# RECORD EXTRACTS start
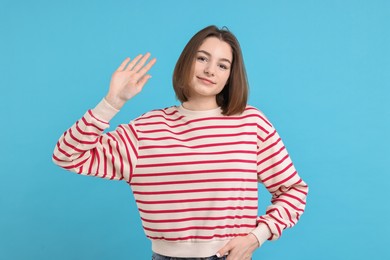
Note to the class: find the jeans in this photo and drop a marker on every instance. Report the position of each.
(156, 256)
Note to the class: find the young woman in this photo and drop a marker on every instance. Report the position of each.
(194, 169)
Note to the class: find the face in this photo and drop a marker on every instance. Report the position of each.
(211, 71)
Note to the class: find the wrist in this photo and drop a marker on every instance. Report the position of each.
(253, 240)
(115, 102)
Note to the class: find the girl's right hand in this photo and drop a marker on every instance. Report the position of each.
(128, 80)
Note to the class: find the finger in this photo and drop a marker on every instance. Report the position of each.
(224, 250)
(143, 80)
(133, 62)
(147, 67)
(123, 65)
(141, 63)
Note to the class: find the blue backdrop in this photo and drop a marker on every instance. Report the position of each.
(320, 70)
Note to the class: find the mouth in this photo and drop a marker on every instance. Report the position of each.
(206, 81)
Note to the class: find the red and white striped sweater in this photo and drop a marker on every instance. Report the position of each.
(194, 174)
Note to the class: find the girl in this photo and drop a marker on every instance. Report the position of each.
(194, 169)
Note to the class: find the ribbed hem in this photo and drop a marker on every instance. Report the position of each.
(104, 111)
(262, 233)
(187, 249)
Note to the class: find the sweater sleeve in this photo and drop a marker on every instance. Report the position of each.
(86, 149)
(278, 174)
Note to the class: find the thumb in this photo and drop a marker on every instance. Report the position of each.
(224, 250)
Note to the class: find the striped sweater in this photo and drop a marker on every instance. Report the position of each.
(194, 174)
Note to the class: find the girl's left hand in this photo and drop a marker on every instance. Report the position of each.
(240, 248)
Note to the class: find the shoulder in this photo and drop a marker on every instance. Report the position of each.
(254, 112)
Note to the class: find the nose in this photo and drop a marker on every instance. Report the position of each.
(209, 70)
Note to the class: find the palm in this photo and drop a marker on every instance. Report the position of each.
(129, 79)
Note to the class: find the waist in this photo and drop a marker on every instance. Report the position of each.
(188, 248)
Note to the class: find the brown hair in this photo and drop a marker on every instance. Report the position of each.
(233, 98)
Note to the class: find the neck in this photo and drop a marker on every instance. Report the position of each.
(200, 104)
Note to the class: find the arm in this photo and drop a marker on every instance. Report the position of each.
(276, 171)
(278, 174)
(85, 149)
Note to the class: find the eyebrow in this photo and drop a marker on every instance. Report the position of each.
(208, 54)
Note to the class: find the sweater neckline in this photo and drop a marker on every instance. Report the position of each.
(199, 113)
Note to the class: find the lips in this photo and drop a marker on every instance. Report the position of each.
(207, 81)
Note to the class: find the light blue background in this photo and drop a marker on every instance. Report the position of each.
(320, 70)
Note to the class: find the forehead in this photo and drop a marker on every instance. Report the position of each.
(217, 48)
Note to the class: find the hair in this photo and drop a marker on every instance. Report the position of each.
(233, 98)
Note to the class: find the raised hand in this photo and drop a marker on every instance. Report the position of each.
(129, 79)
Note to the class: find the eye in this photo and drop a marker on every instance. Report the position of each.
(201, 58)
(223, 66)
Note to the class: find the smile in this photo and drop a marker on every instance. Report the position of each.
(206, 81)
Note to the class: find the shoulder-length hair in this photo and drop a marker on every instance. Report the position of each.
(233, 98)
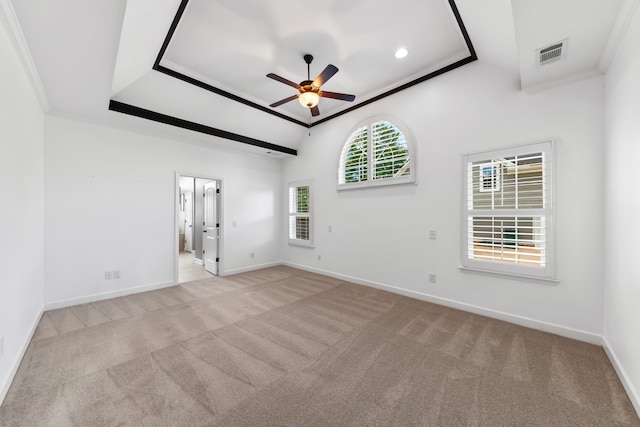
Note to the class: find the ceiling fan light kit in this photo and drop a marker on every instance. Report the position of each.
(310, 92)
(309, 99)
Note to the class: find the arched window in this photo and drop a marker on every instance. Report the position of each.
(377, 152)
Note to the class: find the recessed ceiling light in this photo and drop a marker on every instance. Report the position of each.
(402, 52)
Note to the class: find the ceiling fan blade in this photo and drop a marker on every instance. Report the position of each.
(284, 101)
(283, 80)
(325, 75)
(340, 96)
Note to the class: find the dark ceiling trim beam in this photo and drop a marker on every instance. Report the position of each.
(131, 110)
(172, 30)
(226, 94)
(398, 89)
(472, 57)
(203, 85)
(454, 9)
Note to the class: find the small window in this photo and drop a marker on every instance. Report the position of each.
(300, 214)
(377, 152)
(508, 211)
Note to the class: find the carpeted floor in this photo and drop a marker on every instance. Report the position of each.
(283, 347)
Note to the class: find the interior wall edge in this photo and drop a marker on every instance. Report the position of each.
(634, 395)
(4, 388)
(10, 21)
(564, 331)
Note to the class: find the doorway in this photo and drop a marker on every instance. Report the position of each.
(198, 219)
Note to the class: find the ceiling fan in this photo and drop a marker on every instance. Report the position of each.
(310, 92)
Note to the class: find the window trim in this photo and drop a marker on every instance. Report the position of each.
(294, 241)
(547, 273)
(371, 181)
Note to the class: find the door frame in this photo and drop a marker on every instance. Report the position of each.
(176, 221)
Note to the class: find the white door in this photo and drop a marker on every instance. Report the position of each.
(210, 229)
(188, 221)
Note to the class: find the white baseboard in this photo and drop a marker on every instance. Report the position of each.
(633, 394)
(494, 314)
(18, 360)
(106, 295)
(251, 268)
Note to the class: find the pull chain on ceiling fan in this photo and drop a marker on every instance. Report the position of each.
(310, 92)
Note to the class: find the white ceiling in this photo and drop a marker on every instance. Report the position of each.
(90, 52)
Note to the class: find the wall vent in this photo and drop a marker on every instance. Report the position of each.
(551, 53)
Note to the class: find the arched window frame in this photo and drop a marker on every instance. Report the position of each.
(370, 181)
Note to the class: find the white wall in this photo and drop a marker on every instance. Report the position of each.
(622, 201)
(380, 236)
(110, 200)
(21, 212)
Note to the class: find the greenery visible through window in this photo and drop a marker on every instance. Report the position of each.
(300, 214)
(376, 153)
# RECORD EXTRACTS end
GOAL: Write out each line of the data exactly; the images should be left out.

ANSWER TO THIS EXERCISE:
Note to the class: find the jeans in this photo and drop a marker on every instance. Report the position of each.
(156, 256)
Note to the class: find the young woman in this photo and drop a marker on every instance. Report the position of each.
(194, 169)
Note to the class: find the face in this photo and drop a marker on every instance. Report the position of each.
(211, 71)
Note to the class: find the wrist in this photo and drop a marker on every instance. Report the position of each.
(253, 240)
(115, 102)
Note to the class: find the girl's right hand in this photo and drop a marker on every instance. Report the position of each.
(128, 80)
Note to the class: find the finger in this photo and drop a marker on every instance. Report the position of each.
(224, 250)
(143, 80)
(133, 62)
(147, 67)
(123, 65)
(141, 63)
Note to the class: find the blue backdrop in this photo and drop a marker on every instance. Report the position of each.
(320, 70)
Note to the class: find the mouth in this photo and drop a marker on every instance. Report the position of each.
(206, 81)
Note to the class: find the red and white striped sweater in this photo and drop a marker on every instance. Report the position of each.
(194, 174)
Note to the class: find the girl in this photo and drop a marker on every instance. Report the position of each.
(194, 169)
Note to the class: find the ribbed hem in this photo and drop a marker on every instance. Report the position of each.
(104, 111)
(262, 233)
(187, 249)
Note to the class: find the sweater sleeve in this photo and drop a marker on every instance. Report the position of each.
(86, 149)
(278, 174)
Note to the class: find the thumb in this photo and drop a marker on every instance. Report the position of each.
(224, 250)
Note to the class: find the striped sweater in this photo and drop a marker on every instance. Report the position of each.
(194, 174)
Note to the class: find the girl's left hand in this photo and drop a marker on every instance. Report the position of each.
(240, 248)
Note to the class: find the shoulder in this photo and drop a marker on every instance. Report the position of each.
(254, 112)
Note to the class: find the nose in this photo and drop a marker on every instance. Report the position of each.
(209, 70)
Note to the class: find the palm in this photo and drop a marker on every instance. Report the position of each.
(129, 79)
Note to the class: find the waist in this photo and drop a marker on every instance. Report the position of each.
(188, 248)
Note to the class: find the brown hair in this photo and drop a marker on every instance. Report the position of each.
(233, 98)
Note to the class: find the neck in this photo and drop a marker on every instance. Report the position of each.
(200, 104)
Note to the class: find the arm in this photo and drop a marker on every instance. Report the position of each.
(276, 171)
(278, 174)
(85, 149)
Note to the class: find the eyebrow in this photo and drop a marker on every instance. Report the position of each.
(208, 54)
Note to the class: find the sweater neckline in this photo and drop a marker on every instance. Report the position of each.
(199, 113)
Note to the class: find the lips in this photo and drop a marker on every instance. Report the position of each.
(207, 81)
Note to the class: find the light blue background in this photo and drop a marker on every instance. Report the position of each.
(320, 70)
Note to the class: find the forehead in this photo and drop a marker on every instance. Report the position of each.
(217, 48)
Note to the class: find the hair in this photo and drop a marker on every instance. Report the position of each.
(233, 98)
Note to the class: find the raised hand in this photo and drop a marker on every instance. Report the position of each.
(129, 79)
Note to the class: find the eye in this photo and drop a marker on every instance. Report the position of each.
(201, 58)
(223, 66)
Note to the class: find the smile in this photo and drop a marker on every instance. Report the position of each.
(206, 81)
Note to the class: find the shoulder-length hair in this photo and drop a marker on every instance. Report the position of each.
(233, 98)
Note to the class: find the ceiling fan light kit in this photo and drop a marker on every instance. Report the position of each.
(310, 92)
(309, 99)
Note to the class: find the arched window in this photo and drop a marker on every instance. Report the position of each.
(377, 152)
Note to the class: find the recessed ceiling light in this photo and drop a marker on every instance. Report the position of each.
(402, 52)
Note to the class: find the ceiling fan blade in this photo and drop a marker on every instance. Report the position of each.
(284, 101)
(283, 80)
(325, 75)
(340, 96)
Note to the class: find the dark ceiling trim beam in this photo and drop a marker on every instance. Report the position of each.
(131, 110)
(172, 30)
(226, 94)
(398, 89)
(472, 57)
(203, 85)
(454, 9)
Note to the class: find the small window in this photo and drop a marker on every instance. Report the position of each.
(300, 214)
(377, 152)
(508, 211)
Note to the class: find the carpeted floor in this photo and drop a marker on every instance. Report the position of each.
(283, 347)
Note to the class: find the interior wall edge in this photo and drop a marker on every instance. Report the position of each.
(634, 395)
(4, 388)
(10, 21)
(564, 331)
Note to the class: find the doorway in this photo and drop a marker on every instance. Report the position of each.
(198, 219)
Note to the class: find the ceiling fan in this photo and drop a marker on every instance. Report the position of each.
(310, 92)
Note to the class: find the window trim in this photo and drop a marker on every instance. Report the position of each.
(294, 241)
(547, 273)
(371, 181)
Note to the class: find the door frame in this photo and drop a marker on every instance. Report the position of each.
(176, 221)
Note to the class: find the white door in this photo and drop a marker on every instance. Report the position of each.
(210, 229)
(188, 221)
Note to the class: find the white baseboard in this photo and drop a marker on every instance. Report the position of each.
(633, 394)
(494, 314)
(18, 360)
(106, 295)
(251, 268)
Note to the class: find the pull chain on ceiling fan in this photo and drop a marker on every instance. Report the position of each.
(310, 92)
Note to the class: find the white ceiling in this photo and drop a marker on every instance. Report the position of each.
(90, 52)
Note to the class: find the wall vent in this photo and drop a marker on every instance. Report the position of each.
(551, 53)
Note to the class: find the arched window frame in this photo and drop a marker on every instance. Report the position of each.
(370, 181)
Note to the class: find the white wall in this photo and drop a marker on every instance. Report the position of each.
(622, 201)
(380, 236)
(110, 200)
(21, 212)
Note to the class: find the greenery visible through window in this photo and drop a marker on every instance. Report the position of each.
(300, 214)
(376, 153)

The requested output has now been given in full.